**The problem:** Could you quote every line of the listing below, word for word and unchanged?

* START Material for this exercise *

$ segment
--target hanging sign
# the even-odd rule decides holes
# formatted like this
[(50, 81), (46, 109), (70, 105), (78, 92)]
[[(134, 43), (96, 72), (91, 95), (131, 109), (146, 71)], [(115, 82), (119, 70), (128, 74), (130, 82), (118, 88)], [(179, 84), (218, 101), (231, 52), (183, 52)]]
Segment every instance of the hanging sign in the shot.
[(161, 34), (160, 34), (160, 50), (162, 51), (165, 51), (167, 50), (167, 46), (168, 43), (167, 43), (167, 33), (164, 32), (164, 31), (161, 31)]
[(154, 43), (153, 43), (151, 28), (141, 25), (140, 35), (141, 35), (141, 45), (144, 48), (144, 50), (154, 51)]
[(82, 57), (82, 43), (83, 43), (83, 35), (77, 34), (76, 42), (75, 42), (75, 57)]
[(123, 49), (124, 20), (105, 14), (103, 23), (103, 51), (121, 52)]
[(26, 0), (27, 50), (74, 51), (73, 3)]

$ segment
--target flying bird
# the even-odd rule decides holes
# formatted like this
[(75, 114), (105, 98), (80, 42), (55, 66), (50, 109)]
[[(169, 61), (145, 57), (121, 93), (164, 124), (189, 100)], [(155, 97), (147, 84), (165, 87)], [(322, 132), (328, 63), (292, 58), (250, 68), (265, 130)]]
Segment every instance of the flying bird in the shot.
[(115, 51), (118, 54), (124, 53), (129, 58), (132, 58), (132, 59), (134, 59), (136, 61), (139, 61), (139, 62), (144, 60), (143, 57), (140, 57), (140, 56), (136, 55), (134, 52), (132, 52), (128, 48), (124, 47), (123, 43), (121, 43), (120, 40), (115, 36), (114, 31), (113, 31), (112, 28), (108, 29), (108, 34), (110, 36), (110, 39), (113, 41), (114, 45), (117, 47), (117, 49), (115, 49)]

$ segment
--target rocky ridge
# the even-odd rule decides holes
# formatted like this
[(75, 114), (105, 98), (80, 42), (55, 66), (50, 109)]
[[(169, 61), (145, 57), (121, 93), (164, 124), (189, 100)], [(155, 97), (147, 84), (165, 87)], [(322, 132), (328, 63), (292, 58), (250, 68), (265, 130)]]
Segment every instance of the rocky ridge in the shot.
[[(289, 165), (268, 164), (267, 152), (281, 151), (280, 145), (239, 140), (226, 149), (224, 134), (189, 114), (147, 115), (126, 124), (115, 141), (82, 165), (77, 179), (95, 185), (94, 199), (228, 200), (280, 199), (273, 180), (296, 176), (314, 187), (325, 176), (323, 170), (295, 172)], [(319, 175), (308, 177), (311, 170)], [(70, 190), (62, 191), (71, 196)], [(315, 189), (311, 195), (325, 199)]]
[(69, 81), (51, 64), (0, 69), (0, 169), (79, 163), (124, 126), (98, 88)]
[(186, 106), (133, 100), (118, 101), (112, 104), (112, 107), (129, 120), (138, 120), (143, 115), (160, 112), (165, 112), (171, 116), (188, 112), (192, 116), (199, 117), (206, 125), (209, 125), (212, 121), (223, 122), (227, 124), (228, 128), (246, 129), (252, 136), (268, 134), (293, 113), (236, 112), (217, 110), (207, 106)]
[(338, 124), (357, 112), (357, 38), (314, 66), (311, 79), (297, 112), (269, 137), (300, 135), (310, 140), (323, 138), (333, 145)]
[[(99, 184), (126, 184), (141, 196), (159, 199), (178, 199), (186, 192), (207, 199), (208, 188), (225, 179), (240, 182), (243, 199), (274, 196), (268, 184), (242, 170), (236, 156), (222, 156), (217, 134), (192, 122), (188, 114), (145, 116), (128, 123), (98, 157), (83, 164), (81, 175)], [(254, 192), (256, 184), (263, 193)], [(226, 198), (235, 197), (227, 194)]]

* END Material for this exercise *

**Task result:**
$ segment
--target hanging sign
# the even-odd rule decides holes
# formatted like this
[(50, 81), (46, 109), (70, 105), (78, 92)]
[[(134, 43), (96, 72), (91, 95), (131, 109), (146, 71)], [(115, 82), (119, 70), (128, 74), (130, 82), (118, 88)], [(179, 84), (218, 101), (231, 52), (183, 52)]]
Segment every instance of the hanging sign in the shot.
[(161, 34), (160, 34), (160, 50), (162, 51), (165, 51), (167, 50), (167, 46), (168, 43), (167, 43), (167, 33), (164, 32), (164, 31), (161, 31)]
[(154, 43), (153, 43), (151, 28), (141, 25), (140, 35), (141, 35), (141, 45), (144, 48), (144, 50), (154, 51)]
[(82, 57), (82, 43), (83, 43), (83, 35), (77, 34), (76, 42), (75, 42), (75, 57)]
[(123, 49), (124, 20), (105, 14), (103, 23), (103, 51), (121, 52)]
[(26, 0), (27, 50), (74, 51), (73, 3)]

$ segment
--target flying bird
# the even-odd rule decides holes
# formatted like this
[(75, 114), (105, 98), (80, 42), (55, 66), (50, 109)]
[[(169, 61), (145, 57), (121, 93), (164, 124), (189, 100)], [(155, 97), (147, 84), (165, 87)], [(322, 132), (328, 63), (292, 58), (250, 68), (265, 130)]]
Segment every instance of the flying bird in the shot.
[(115, 51), (118, 54), (124, 53), (129, 58), (132, 58), (132, 59), (134, 59), (136, 61), (139, 61), (139, 62), (144, 60), (143, 57), (140, 57), (140, 56), (136, 55), (134, 52), (132, 52), (128, 48), (124, 47), (123, 43), (121, 43), (120, 40), (115, 36), (114, 31), (113, 31), (112, 28), (108, 29), (108, 34), (110, 36), (110, 39), (113, 41), (114, 45), (117, 47), (117, 49), (115, 49)]

$ segment
--target rocky ridge
# the even-odd rule decides holes
# formatted like this
[(75, 114), (105, 98), (80, 42), (55, 66), (50, 109)]
[[(169, 61), (145, 57), (121, 93), (164, 124), (189, 100)], [(155, 97), (147, 84), (165, 87)], [(322, 132), (328, 63), (292, 58), (250, 68), (265, 130)]]
Segment every instance of the rocky ridge in the shot.
[[(289, 165), (268, 164), (267, 152), (281, 151), (280, 145), (239, 140), (226, 149), (224, 134), (189, 114), (147, 115), (126, 124), (115, 141), (82, 165), (77, 179), (95, 185), (94, 199), (228, 200), (280, 199), (273, 180), (296, 176), (314, 187), (325, 176), (323, 170), (295, 172)], [(319, 175), (308, 177), (311, 170)], [(70, 190), (62, 191), (71, 196)], [(315, 189), (311, 195), (325, 199)]]
[(69, 81), (51, 64), (0, 69), (0, 169), (79, 163), (124, 126), (98, 88)]
[(186, 106), (133, 100), (118, 101), (112, 104), (112, 107), (129, 120), (138, 120), (143, 115), (160, 112), (165, 112), (171, 116), (188, 112), (192, 116), (199, 117), (206, 125), (209, 125), (212, 121), (223, 122), (227, 124), (228, 128), (246, 129), (252, 136), (268, 134), (293, 113), (236, 112), (217, 110), (207, 106)]
[(338, 124), (357, 112), (357, 38), (314, 66), (311, 79), (297, 112), (269, 137), (300, 135), (310, 140), (323, 138), (333, 145)]
[[(99, 184), (126, 184), (141, 196), (159, 199), (178, 199), (186, 192), (207, 199), (208, 188), (225, 179), (240, 182), (243, 199), (274, 196), (268, 184), (242, 170), (236, 156), (222, 156), (217, 134), (192, 122), (188, 114), (145, 116), (128, 123), (98, 157), (83, 164), (81, 175)], [(254, 192), (256, 184), (263, 193)], [(226, 198), (235, 197), (227, 194)]]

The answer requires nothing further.